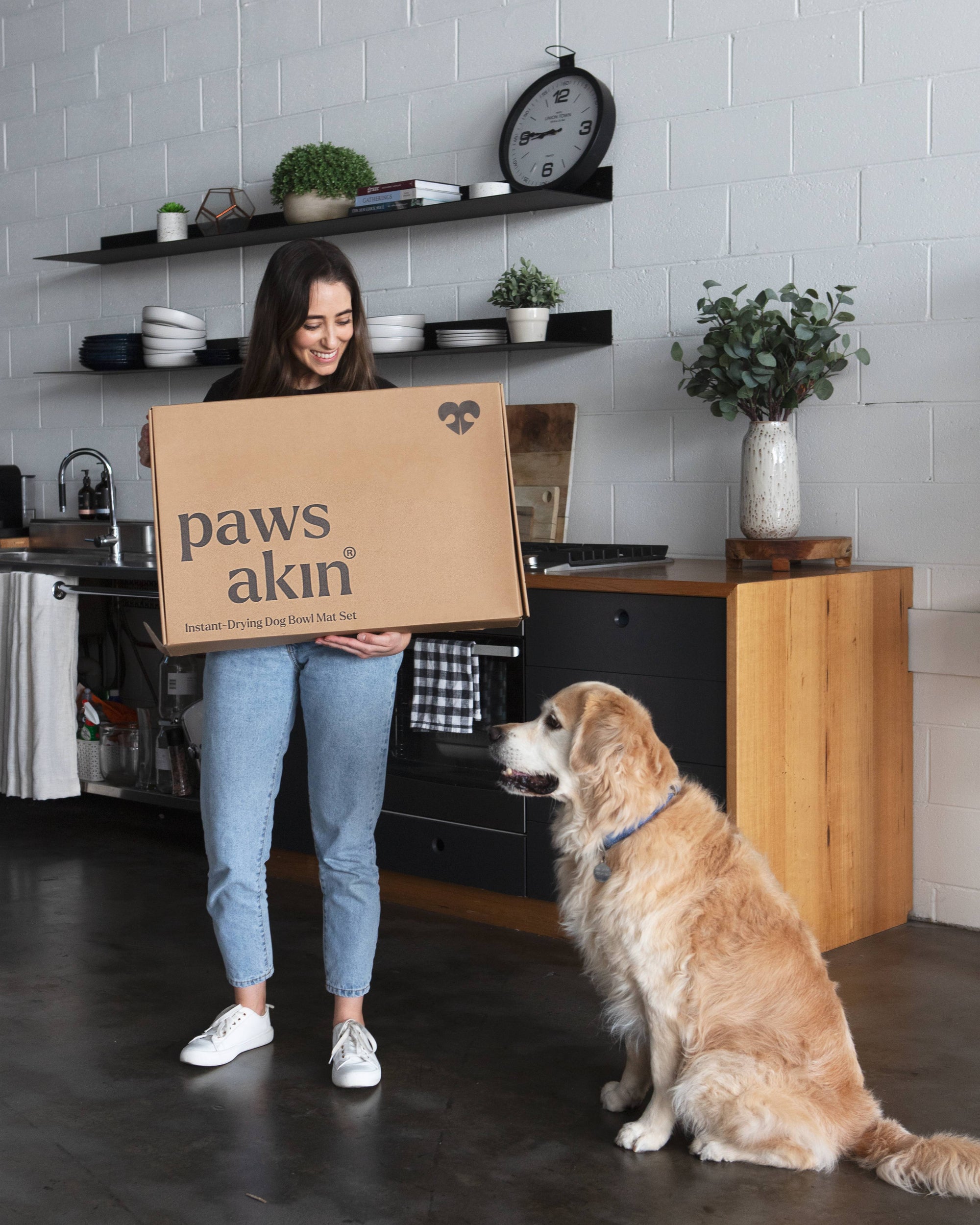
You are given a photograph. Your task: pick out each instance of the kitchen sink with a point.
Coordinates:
(67, 536)
(87, 563)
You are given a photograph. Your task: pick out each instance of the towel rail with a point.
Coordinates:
(62, 589)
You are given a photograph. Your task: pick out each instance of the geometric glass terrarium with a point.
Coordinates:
(224, 211)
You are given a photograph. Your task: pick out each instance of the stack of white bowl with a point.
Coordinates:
(171, 337)
(397, 334)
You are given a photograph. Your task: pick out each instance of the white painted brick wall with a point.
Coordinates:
(822, 141)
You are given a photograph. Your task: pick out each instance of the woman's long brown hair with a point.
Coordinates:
(282, 308)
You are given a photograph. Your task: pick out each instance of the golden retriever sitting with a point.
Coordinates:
(707, 971)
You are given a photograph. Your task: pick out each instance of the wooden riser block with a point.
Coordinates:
(784, 554)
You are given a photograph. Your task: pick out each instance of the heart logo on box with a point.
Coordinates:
(460, 413)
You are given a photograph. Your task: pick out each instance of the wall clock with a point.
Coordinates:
(559, 129)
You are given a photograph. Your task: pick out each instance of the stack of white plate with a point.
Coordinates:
(397, 334)
(171, 337)
(469, 337)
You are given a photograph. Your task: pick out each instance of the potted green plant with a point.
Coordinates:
(317, 183)
(528, 294)
(172, 222)
(765, 362)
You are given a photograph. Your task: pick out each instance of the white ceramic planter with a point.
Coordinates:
(310, 207)
(527, 324)
(172, 227)
(771, 482)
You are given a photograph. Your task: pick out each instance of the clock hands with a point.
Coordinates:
(538, 136)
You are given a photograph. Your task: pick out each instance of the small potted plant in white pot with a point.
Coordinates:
(318, 183)
(761, 362)
(528, 294)
(172, 222)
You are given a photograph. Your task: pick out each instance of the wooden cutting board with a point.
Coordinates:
(542, 439)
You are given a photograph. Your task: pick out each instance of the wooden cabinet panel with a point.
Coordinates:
(820, 744)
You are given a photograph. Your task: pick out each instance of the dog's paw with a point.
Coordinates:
(640, 1137)
(615, 1099)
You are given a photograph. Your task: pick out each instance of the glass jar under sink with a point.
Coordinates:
(119, 754)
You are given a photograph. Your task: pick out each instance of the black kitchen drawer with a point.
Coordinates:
(444, 802)
(689, 714)
(459, 854)
(711, 777)
(539, 865)
(647, 635)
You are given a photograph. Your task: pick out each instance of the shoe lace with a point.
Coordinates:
(353, 1043)
(223, 1022)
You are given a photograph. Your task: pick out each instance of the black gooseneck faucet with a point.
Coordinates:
(112, 538)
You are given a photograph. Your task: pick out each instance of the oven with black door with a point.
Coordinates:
(444, 814)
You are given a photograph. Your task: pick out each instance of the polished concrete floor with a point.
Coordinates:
(490, 1043)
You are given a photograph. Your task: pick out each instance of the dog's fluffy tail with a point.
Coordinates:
(941, 1164)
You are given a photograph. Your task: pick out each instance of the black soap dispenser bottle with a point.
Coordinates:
(102, 496)
(86, 498)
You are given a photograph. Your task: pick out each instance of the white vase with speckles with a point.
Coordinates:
(771, 482)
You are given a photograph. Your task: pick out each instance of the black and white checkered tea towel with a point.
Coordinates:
(446, 687)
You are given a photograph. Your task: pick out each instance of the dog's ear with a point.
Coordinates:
(598, 734)
(615, 750)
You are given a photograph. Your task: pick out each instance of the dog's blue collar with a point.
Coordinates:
(611, 841)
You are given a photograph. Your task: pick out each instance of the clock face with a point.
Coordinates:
(553, 131)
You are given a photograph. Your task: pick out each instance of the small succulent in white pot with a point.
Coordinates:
(763, 362)
(172, 222)
(528, 294)
(317, 183)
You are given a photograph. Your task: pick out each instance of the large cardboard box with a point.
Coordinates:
(283, 520)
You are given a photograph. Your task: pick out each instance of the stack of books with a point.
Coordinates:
(386, 197)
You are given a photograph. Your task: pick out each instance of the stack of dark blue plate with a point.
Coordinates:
(113, 351)
(220, 352)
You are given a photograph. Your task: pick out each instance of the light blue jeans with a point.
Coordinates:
(250, 704)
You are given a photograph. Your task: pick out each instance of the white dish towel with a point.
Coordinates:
(38, 674)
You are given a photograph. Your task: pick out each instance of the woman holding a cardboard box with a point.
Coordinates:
(309, 336)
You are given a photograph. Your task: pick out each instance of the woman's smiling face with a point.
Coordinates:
(320, 343)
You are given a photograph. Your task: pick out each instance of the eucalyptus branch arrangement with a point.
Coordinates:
(763, 363)
(526, 286)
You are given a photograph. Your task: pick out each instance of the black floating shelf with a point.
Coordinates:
(574, 330)
(272, 227)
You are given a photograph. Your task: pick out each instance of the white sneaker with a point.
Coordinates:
(234, 1030)
(353, 1056)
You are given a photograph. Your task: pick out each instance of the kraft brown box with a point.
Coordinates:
(285, 520)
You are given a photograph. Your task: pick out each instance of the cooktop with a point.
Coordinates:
(557, 559)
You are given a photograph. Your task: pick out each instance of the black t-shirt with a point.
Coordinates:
(227, 388)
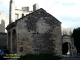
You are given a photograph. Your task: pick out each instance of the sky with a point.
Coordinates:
(66, 11)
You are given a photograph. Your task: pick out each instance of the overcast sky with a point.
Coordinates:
(66, 11)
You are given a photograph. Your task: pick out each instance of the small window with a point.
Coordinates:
(21, 49)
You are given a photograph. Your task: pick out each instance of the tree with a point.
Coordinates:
(76, 36)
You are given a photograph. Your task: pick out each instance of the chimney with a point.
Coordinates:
(35, 7)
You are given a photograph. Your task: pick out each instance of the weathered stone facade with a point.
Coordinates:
(37, 32)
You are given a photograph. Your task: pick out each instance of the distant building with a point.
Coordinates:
(35, 33)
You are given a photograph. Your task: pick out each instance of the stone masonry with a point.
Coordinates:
(35, 33)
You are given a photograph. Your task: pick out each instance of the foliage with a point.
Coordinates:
(40, 57)
(76, 36)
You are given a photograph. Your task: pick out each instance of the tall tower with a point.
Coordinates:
(12, 11)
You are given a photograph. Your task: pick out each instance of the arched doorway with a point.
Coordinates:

:::::

• [TASK DIRECTIONS]
Write down every line of the data above that includes the string "towel".

• [OUTPUT FOR THIS EXERCISE]
You are given a photograph. Your task: pick out each instance of the towel rail with a point.
You are given a photograph. Your task: pick out each instance of the black and white checkered tea towel with a point.
You are given a photograph. Your task: pick out each instance of the white dish towel with a point.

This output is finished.